▶ **Page extract**:
□ □ □ □ □

JavaScript itself can be delivered in several ways. Small scripts are often embedded directly in the HTML using <script> tags. Larger chunks of code are typically downloaded as one or more separate JavaScript files. When <script> is used to download more code the browser normally stops parsing HTML. Two attributes, async and defer, can modify this behaviour. In both cases the browser continues to parse HTML while downloading the script. However, async scripts are executed as soon as they arrive, while scripts marked defer are executed only after HTML parsing is complete.

JavaScript is often used to retrieve additional data after the initial page has loaded. The browser combines this data with the existing page to update or extend the page content. Additional requests may be triggered by timers, user actions (like scrolling) or changes in application state. Infinite scroll, live search, filtering and interactive dashboards normally use this approach.

AJAX, XHR and Fetch

The terms AJAX, XHR and Fetch are used interchangeably to describe the process of retrieving additional data after the initial page load, so that the page can then be updated without reloading. They’re clearly related but certainly not the same thing.

AJAX (Asynchronous JavaScript and XML) is the general idea of using JavaScript to make asynchronous requests, allowing the browser to continue working while waiting for a response. XHR and Fetch are implementations of AJAX.

XHR (XML HTTP Request) is the older API. XHR uses an XMLHttpRequest object to send HTTP requests, with callbacks to handle the responses. This architecture can be complicated when dealing with multiple requests or convoluted logic. Callback hell is not just a theoretical problem.

The modern fetch() API is a simpler and more powerful way to make network requests. It handles requests asynchronously (returns promises, integrating with async and await) and supports different response types, with json(), text() and blob() methods for JSON, text and blobs respectively.

Scraping

The three versions of the Quotes to Scrape site have different implementations. It’s not surprising that they require different scraping strategies.

□ □ □ □ □

▶ **Provided records**:

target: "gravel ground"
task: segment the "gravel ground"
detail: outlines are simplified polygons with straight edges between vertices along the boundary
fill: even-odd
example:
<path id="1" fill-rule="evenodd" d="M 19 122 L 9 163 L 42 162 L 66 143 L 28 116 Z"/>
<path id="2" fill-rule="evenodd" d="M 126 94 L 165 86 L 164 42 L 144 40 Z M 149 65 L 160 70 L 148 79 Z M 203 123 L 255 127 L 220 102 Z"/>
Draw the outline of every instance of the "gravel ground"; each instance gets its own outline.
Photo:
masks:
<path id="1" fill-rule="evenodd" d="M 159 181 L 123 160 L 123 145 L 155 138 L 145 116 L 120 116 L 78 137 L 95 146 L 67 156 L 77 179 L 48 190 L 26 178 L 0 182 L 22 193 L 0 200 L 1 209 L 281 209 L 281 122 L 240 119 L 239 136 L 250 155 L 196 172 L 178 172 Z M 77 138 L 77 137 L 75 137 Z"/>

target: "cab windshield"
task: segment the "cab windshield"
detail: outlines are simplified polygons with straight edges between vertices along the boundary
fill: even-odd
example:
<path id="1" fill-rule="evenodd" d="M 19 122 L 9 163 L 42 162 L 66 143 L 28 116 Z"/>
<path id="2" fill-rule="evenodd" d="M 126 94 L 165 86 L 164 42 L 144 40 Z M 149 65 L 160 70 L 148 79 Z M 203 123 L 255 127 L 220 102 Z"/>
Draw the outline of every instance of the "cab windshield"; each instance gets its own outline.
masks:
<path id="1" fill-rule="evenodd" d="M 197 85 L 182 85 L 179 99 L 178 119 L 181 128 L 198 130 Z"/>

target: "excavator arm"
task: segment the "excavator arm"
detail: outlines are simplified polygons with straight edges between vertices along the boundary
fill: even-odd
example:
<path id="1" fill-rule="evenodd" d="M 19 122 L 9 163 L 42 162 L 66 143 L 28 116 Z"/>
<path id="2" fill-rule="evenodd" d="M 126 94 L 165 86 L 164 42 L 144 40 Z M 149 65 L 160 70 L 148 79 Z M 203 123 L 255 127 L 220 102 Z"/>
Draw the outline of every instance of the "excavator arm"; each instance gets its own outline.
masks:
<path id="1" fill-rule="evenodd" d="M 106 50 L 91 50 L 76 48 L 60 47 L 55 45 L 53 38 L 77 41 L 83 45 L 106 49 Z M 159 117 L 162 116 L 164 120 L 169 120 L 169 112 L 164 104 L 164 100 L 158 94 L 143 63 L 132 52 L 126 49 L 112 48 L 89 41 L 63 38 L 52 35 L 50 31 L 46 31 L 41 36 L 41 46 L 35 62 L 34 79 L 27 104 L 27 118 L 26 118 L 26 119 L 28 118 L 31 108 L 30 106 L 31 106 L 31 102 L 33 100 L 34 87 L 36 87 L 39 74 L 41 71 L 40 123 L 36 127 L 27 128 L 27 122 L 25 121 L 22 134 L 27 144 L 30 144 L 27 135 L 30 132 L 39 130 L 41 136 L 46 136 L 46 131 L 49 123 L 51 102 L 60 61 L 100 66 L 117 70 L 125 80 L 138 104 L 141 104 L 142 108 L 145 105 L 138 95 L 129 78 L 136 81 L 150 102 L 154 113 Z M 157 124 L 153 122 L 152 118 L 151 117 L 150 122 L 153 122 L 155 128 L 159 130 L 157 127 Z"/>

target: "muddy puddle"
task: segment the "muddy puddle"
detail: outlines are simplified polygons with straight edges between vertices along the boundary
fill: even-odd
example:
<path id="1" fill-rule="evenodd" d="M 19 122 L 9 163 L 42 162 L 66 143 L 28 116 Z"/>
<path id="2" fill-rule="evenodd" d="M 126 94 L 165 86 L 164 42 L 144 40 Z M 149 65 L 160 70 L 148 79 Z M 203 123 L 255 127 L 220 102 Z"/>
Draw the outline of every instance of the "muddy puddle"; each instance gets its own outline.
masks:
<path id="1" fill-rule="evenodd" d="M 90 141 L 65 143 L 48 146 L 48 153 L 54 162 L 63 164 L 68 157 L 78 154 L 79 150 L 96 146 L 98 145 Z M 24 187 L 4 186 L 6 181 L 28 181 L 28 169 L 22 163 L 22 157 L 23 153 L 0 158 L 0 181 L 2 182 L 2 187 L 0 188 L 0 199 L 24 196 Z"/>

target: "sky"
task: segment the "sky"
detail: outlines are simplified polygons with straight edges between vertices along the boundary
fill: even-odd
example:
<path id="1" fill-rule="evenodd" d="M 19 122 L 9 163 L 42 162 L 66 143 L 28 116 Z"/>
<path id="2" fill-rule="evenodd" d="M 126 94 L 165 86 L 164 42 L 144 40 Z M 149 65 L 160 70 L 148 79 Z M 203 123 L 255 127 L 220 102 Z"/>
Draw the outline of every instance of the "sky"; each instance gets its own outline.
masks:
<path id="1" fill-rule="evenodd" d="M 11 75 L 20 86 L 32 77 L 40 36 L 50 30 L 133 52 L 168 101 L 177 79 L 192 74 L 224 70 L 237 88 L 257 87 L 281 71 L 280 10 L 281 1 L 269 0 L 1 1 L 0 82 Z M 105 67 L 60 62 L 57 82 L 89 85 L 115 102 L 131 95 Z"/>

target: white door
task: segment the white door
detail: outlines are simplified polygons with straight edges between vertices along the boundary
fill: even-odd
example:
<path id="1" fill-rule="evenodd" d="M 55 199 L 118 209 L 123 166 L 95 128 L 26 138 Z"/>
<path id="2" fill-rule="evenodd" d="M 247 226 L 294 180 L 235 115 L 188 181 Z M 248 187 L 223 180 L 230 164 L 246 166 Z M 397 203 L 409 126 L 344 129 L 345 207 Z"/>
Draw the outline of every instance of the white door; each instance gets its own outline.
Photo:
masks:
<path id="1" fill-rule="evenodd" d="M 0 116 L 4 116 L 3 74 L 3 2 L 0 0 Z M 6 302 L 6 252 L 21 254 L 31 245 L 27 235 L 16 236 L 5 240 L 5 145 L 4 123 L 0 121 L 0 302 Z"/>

□ □ □ □ □

▶ **Brief**:
Write the next part of the text about JavaScript data loading and scraping, starting right after its final sentence.

▶ **Written response**:
Static

A direct HTTP request for HTML content on a static site is the simplest approach.

GET static HTML from https://quotes.toscrape.com/.
Parse the HTML with BeautifulSoup.
Use CSS to extract the required content.
Persist to file or database.
Use CSS to find the pagination link and repeat the process for the next page until there are no more pages.

It’s simple, fast and robust. Provided that you paginate at a reasonable rate you should have no impact on the site and not run into any anti-bot measures.

The main challenge is choosing reliable CSS selectors that will continue to work if the site changes. It’s hard to cater for all potential site changes, but you can make your scraper more durable by avoiding brittle selectors.

Other general points to bear in mind when scraping static sites:

check for pages that have not changed since last scrape;
respect robots.txt; and
use sitemap.xml for easy site navigation (but check that it’s up to date!).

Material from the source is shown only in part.